--- begin Entries supplied ---
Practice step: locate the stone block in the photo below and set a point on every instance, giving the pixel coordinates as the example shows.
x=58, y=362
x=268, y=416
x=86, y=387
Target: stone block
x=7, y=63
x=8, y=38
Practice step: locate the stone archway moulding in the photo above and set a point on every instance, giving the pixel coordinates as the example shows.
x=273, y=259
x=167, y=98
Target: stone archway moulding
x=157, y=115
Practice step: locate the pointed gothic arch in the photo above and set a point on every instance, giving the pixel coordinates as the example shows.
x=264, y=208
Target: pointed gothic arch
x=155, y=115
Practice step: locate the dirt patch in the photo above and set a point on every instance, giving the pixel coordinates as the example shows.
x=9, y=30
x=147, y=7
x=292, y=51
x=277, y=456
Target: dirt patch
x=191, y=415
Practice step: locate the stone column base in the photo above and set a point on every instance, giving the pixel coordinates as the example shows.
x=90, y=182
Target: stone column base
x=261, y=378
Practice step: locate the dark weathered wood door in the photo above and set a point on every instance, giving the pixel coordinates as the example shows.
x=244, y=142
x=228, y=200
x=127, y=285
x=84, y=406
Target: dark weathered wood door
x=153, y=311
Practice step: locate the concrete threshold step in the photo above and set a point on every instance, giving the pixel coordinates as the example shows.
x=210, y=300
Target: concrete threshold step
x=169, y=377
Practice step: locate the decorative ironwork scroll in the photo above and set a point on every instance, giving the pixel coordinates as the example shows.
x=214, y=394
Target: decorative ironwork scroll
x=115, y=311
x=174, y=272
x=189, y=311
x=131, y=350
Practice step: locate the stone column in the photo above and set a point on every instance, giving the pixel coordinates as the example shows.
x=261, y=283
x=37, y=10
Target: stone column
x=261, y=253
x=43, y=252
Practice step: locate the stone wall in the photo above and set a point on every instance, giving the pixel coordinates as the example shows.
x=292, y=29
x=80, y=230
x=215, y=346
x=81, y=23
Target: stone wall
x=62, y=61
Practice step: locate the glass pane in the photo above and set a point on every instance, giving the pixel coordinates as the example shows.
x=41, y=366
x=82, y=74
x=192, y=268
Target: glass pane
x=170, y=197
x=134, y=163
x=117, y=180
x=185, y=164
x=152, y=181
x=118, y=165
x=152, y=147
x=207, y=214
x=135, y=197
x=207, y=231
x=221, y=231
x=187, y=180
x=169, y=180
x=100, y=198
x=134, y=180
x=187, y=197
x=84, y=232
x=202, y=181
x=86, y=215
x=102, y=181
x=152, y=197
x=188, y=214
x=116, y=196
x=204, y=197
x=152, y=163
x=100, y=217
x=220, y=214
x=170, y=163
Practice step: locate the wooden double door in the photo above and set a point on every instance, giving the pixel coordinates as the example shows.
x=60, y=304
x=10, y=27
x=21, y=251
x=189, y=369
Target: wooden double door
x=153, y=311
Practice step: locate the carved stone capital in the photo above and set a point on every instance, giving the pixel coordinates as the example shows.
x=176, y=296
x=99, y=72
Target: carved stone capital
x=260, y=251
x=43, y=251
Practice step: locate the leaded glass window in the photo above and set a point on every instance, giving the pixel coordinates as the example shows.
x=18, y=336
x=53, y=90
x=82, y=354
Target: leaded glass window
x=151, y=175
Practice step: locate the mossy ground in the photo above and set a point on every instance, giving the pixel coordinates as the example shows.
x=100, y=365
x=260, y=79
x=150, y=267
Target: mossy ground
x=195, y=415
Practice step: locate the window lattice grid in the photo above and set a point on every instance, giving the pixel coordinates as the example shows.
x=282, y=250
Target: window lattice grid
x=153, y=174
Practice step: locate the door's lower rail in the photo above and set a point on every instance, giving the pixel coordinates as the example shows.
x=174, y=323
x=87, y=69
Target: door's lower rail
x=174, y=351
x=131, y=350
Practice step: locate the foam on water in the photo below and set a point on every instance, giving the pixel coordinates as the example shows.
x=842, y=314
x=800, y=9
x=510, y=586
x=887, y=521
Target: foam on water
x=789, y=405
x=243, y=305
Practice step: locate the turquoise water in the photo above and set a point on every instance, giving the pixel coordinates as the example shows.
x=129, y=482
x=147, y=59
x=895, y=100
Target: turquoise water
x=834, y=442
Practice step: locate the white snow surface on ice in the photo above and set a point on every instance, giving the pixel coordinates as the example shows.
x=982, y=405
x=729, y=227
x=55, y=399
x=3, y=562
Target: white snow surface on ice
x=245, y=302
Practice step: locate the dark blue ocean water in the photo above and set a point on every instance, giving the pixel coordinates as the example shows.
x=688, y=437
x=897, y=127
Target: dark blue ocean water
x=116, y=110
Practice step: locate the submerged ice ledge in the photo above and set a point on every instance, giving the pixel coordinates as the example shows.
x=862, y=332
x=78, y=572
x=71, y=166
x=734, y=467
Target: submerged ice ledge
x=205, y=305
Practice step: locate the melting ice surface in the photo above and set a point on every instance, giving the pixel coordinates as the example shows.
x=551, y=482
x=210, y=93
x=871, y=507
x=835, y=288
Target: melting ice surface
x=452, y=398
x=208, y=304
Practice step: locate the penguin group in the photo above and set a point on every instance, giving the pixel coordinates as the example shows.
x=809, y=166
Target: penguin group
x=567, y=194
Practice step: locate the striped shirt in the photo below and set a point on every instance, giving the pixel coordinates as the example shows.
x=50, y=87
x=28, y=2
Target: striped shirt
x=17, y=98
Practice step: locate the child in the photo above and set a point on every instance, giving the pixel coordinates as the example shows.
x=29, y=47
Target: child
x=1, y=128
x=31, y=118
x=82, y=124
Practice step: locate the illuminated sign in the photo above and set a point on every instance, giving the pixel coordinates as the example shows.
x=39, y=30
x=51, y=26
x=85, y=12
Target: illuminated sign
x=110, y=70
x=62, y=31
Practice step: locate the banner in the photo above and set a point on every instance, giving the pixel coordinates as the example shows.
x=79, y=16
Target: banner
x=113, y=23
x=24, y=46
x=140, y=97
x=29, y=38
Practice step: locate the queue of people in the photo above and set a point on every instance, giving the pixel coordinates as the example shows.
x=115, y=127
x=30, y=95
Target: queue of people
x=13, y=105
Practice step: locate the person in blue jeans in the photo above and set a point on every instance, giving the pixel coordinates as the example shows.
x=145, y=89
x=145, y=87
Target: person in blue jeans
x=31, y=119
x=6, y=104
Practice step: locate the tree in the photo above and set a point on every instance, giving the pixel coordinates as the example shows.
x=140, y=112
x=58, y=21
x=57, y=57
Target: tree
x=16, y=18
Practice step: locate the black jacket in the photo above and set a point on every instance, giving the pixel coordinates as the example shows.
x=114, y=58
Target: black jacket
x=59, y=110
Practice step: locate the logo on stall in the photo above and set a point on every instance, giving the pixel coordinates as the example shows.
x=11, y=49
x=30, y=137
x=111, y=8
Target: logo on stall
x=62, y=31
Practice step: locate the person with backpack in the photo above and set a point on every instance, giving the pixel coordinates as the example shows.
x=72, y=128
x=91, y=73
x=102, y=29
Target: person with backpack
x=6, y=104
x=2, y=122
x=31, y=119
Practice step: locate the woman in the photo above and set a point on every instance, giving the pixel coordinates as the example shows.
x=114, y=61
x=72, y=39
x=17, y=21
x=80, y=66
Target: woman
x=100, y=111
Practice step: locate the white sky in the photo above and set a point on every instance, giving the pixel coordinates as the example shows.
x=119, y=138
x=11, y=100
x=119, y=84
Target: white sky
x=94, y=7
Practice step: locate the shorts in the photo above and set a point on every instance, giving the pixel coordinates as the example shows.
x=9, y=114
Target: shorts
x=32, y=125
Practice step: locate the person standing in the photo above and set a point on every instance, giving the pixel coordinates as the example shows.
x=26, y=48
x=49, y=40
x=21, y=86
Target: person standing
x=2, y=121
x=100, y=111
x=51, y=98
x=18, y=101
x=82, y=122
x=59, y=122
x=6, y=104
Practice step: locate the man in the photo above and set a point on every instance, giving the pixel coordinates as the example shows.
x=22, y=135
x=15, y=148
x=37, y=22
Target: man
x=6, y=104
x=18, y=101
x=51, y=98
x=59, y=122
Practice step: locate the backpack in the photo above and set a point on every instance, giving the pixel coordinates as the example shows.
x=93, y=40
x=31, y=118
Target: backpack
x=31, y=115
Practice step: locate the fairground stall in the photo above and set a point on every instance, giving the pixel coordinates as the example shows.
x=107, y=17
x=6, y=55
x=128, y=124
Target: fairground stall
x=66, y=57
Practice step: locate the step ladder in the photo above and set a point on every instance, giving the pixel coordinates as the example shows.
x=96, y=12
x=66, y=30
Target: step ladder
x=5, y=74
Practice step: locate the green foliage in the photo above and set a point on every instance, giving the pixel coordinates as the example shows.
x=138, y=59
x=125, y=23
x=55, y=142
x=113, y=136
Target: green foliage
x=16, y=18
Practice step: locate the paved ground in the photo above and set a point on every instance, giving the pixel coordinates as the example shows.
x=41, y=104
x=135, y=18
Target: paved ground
--- end Entries supplied ---
> **Stated exercise**
Recast the material as a numbered list, leaving out blank lines, beginning at the line that contains "Practice step: locate the mossy" and stopping after the line that contains "x=208, y=304".

> **Worked solution**
1. Practice step: locate the mossy ground in the photo above and set a point on every instance, giving the pixel coordinates as the example shows.
2. x=100, y=365
3. x=260, y=79
4. x=150, y=267
5. Target: mossy ground
6. x=195, y=415
7. Practice step: locate the window lattice grid in the photo above and set a point on every instance, giving the pixel coordinates as the example shows.
8. x=282, y=250
9. Target: window lattice grid
10. x=153, y=174
11. Practice step: locate the door's lower rail in the photo above and set a point on every instance, giving the pixel coordinates as the example shows.
12. x=174, y=323
13. x=87, y=69
14. Target: door's lower rail
15. x=174, y=351
16. x=131, y=350
17. Practice step: locate the foam on water in the photo below and set a point on every instance, giving the pixel coordinates as the example shows.
18. x=842, y=314
19. x=800, y=9
20. x=510, y=586
21. x=887, y=521
22. Target: foam on water
23. x=789, y=405
24. x=243, y=305
25. Practice step: locate the turquoise water in the photo above and set a point on every instance, giving the pixel coordinates as the example shows.
26. x=129, y=482
27. x=147, y=59
28. x=895, y=100
29. Target: turquoise water
30. x=834, y=442
31. Practice step: locate the white snow surface on ice in the photo above and set a point on every instance, giving the pixel coordinates as the example shows.
32. x=982, y=405
33. x=729, y=227
34. x=55, y=399
35. x=3, y=562
36. Target: white snow surface on ice
37. x=245, y=302
38. Practice step: locate the dark blue ocean water in the photo above and set a point on every instance, giving the pixel coordinates as the example shows.
39. x=688, y=437
40. x=897, y=127
41. Target: dark blue ocean water
42. x=116, y=110
43. Practice step: locate the submerged ice ledge in the photo above and set a point on every instance, giving the pixel coordinates as the example shows.
44. x=862, y=332
45. x=78, y=572
46. x=71, y=166
47. x=734, y=467
48. Target: submerged ice ledge
49. x=205, y=305
50. Practice step: locate the melting ice surface in the photo above and set a point on every instance, giving the pixel coordinates as the example shows.
51. x=551, y=482
52. x=210, y=93
53. x=871, y=507
54. x=835, y=288
55. Target: melting ice surface
56. x=452, y=398
57. x=208, y=304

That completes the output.